» **Tasks**:
**a.** In the text on blood pressure readings, what fraction of deaths from cardiovascular disease does the CDC consider preventable?
**b.** Decide whether each statement below agrees with the text on blood pressure readings. Answer yes or no for each, and quote the deciding words of the text.
(i) Heart disease and stroke are the leading causes of death worldwide.
(ii) The American Heart Association considers a reading below 130/85 mm Hg normal.
(iii) The new research finds systolic readings more important than diastolic readings for predicting heart disease.
**c.** Proceed with the text on blood pressure readings, continuing after its final sentence.

» **Document section**:
◇ ◇ ◇ ◇

Both of your high systolic and high diastolic blood pressure readings are equally important to predict heart disease, which can lead to heart attack and stroke, according to new research.
Worldwide, heart disease and stroke are the leading causes of death.
Every year, over 600,000 people die of heart disease in the United States. According to the CDC, one-quarter of deaths caused by cardiovascular disease are preventable.
Your blood pressure readings are essential for monitoring and analyzing blood pressure in order to predict the risk of cardiovascular disease. Your blood pressure is measured in terms of systolic and diastolic blood pressure. It is imperative to understand both systolic and diastolic blood pressure numbers to control your blood pressure.
According to the American Heart Association (AHA), the blood pressure below 120/80 mm Hg (mercury) is considered normal.

◇ ◇ ◇ ◇

» **Extracted data**:
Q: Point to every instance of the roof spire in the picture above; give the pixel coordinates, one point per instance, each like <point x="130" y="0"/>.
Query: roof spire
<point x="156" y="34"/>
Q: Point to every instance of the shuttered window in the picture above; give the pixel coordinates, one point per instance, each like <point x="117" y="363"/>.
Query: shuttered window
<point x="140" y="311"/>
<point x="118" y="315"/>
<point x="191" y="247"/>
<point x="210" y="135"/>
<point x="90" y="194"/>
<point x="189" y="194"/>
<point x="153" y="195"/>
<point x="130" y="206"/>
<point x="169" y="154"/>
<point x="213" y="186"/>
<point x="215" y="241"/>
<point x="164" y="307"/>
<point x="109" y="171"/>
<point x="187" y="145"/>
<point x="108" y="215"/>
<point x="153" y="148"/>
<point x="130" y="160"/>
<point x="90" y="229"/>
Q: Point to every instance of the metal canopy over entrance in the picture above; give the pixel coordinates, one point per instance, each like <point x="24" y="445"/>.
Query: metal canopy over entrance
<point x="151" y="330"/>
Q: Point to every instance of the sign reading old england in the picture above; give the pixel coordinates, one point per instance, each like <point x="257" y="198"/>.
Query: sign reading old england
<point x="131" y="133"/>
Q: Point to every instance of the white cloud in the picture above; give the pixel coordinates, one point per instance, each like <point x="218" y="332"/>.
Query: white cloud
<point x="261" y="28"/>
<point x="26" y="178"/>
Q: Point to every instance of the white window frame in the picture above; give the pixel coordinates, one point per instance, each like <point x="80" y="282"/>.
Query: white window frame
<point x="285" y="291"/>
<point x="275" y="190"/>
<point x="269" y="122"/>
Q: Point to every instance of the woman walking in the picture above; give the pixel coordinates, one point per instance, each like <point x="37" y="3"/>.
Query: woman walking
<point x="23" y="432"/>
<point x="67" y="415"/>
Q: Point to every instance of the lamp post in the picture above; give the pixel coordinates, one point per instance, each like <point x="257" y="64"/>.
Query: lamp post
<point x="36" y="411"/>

◇ ◇ ◇ ◇

» **List of answers**:
**a.** One-quarter

**b.**
(i) Yes: "Worldwide, heart disease and stroke are the leading causes of death."
(ii) No: "the blood pressure below 120/80 mm Hg (mercury) is considered normal."
(iii) No: "Both of your high systolic and high diastolic blood pressure readings are equally important to predict heart disease"

**c.**
The systolic blood pressure is the pressure the blood puts on the arteries when your heart beats and the diastolic blood pressure is the pressure when the heart is resting between beats.
When the systolic blood pressure ranges between 120 and 129 mm Hg and the diastolic blood pressure less than 80 mm Hg, the person has elevated blood pressure.
Hypertension is often diagnosed when a person’s blood pressure is consistently above 130 mm Hg systolic or over 80 mm Hg diastolic.
Doctors usually pay more attention to the systolic numbers when they evaluate the risk of hypertension, which they consider one of the major risk factors for cardiovascular disease in older people.
Many studies have indicated that high systolic numbers are more likely than diastolic numbers to predict heart disease. However, a new study has found that both systolic and diastolic blood pressure readings are equally important and have a strong association with the risk of heart attack and stroke.
The study appeared in the New England Journal of Medicine, which was conducted by the researchers at Kaiser Permanente, a healthcare company in Oakland.
The researchers analyzed over 36 million blood pressure readings from more than 1 million people. The findings challenged many previous studies and showed the importance of systolic as well as diastolic blood pressure.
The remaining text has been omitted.